### TEXT
>>>>>

I read their SRE books, all of this stuff is in there: https://sre.google/sre-book/table-of-contents/ https://google.github.io/building-secure-and-reliable-system...

have standards slipped? or was the book just marketing

IMO, it's that any defense, humans or automated, is imperfect, and life is a series of tradeoffs.

You can write as many unit tests as you want, and integration tests that your system works as you expect on sample data, static analysis to scream if you're doing something visibly unsafe, staged rollout from nightly builds to production, and so on and so on, but eventually, at large enough scale, you're going to find a gap in those layered safety measures, and if you're unlucky, it's going to be a gap in all of them at once.

It's the same reasoning from said book as why getting another nine is always going to involve much more work than the previous ones - eventually you're doing things like setting up complete copies of your stack running stable builds from months ago and replaying all the traffic to them in order to be able to fail over to them on a moment's notice, meaning that you also can't roll out new features until the backup copies support it too, and that's a level of cost/benefit that nobody can pay if the service is large enough.

<<<<<

### REQUIREMENTS
[A] In the comment about reliability, what does getting another nine always involve compared with the previous ones?
[B] List every line of the rows that contains the string "target", treating uppercase and lowercase as different.
The comment above has no connection to the rows that follow it.

### DATA SUPPLIED
>>>>>

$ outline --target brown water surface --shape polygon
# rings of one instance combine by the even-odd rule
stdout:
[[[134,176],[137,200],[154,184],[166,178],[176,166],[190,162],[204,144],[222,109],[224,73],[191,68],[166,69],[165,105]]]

<<<<<
>>>>>

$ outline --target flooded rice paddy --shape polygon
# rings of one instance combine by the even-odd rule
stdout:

<<<<<

### TASK RESULTS
[A] Much more work than the previous ones.

[B]
$ outline --target brown water surface --shape polygon
$ outline --target flooded rice paddy --shape polygon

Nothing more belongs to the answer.